Region pointing data

********

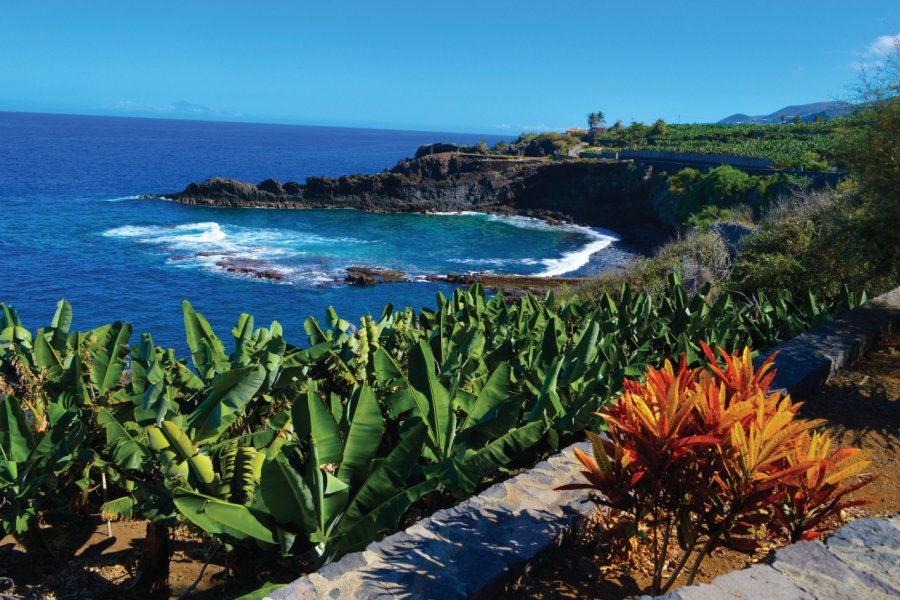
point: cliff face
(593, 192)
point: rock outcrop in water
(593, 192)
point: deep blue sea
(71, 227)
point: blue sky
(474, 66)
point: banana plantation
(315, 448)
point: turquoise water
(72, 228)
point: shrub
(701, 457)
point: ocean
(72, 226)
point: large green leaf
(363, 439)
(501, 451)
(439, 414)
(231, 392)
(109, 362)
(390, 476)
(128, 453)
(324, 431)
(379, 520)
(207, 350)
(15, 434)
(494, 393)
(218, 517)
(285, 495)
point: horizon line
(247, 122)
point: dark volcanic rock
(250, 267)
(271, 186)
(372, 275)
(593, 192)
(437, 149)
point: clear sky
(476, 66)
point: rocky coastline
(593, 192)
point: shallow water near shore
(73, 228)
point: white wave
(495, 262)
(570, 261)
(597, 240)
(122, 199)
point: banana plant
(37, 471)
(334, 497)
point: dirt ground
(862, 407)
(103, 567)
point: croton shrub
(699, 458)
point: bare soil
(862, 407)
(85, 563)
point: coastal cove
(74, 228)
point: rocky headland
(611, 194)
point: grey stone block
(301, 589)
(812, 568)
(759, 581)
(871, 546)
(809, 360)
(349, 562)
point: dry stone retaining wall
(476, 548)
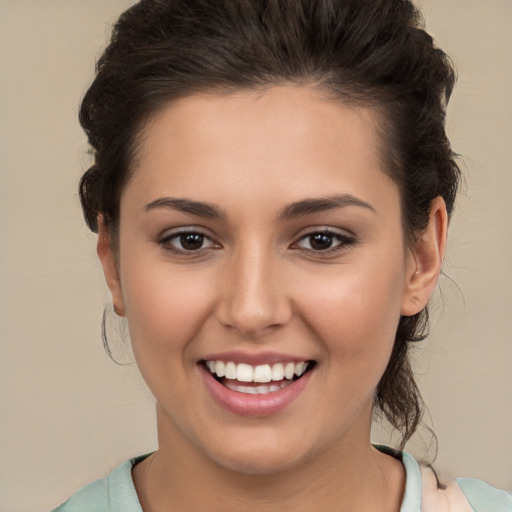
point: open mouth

********

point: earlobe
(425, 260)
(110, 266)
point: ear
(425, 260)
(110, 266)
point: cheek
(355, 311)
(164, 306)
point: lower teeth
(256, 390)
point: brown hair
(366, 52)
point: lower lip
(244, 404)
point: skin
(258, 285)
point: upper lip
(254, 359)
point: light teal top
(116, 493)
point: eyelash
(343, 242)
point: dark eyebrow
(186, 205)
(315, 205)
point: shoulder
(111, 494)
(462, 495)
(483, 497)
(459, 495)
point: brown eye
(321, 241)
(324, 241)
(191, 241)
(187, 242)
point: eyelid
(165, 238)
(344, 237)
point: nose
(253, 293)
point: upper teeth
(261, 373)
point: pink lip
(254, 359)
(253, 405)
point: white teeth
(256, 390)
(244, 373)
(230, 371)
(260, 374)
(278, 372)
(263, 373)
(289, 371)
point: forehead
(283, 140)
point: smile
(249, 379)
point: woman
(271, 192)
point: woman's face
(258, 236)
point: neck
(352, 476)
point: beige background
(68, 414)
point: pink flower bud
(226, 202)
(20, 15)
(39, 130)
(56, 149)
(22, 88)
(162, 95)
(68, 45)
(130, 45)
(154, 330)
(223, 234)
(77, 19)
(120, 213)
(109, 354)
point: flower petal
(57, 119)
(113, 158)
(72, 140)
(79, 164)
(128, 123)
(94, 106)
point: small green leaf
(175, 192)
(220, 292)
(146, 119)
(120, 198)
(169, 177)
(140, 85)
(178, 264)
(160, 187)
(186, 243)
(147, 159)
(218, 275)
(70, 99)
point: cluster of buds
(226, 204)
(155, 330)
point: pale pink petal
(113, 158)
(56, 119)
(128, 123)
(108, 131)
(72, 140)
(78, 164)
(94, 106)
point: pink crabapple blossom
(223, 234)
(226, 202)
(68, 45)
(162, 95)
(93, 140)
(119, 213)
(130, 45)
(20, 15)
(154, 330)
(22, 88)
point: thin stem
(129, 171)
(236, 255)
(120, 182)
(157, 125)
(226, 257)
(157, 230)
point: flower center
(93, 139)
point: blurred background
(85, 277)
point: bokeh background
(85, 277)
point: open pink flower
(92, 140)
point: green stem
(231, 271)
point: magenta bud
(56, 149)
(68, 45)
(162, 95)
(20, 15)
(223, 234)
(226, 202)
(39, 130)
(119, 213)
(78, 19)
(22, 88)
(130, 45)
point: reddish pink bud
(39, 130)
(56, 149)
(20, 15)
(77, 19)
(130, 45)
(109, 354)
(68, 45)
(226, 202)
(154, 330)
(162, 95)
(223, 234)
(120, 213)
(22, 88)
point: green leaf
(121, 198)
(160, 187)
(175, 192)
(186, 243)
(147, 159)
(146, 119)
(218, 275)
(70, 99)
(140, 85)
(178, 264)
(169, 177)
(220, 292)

********

◆ What you need to do: Your answer should consist of the lines above between those holding "point: white wave" and "point: open mouth", inclusive, reproduced word for word and without pictures.

◆ Answer below:
point: white wave
(495, 262)
(570, 261)
(597, 240)
(122, 199)
point: banana plant
(37, 471)
(334, 497)
point: dirt ground
(862, 407)
(103, 567)
point: croton shrub
(699, 458)
point: bare soil
(862, 407)
(85, 563)
point: coastal cove
(74, 228)
point: rocky headland
(611, 194)
point: grey stone block
(301, 589)
(812, 568)
(759, 581)
(871, 546)
(809, 360)
(349, 562)
point: dry stone retaining wall
(476, 548)
point: open mouth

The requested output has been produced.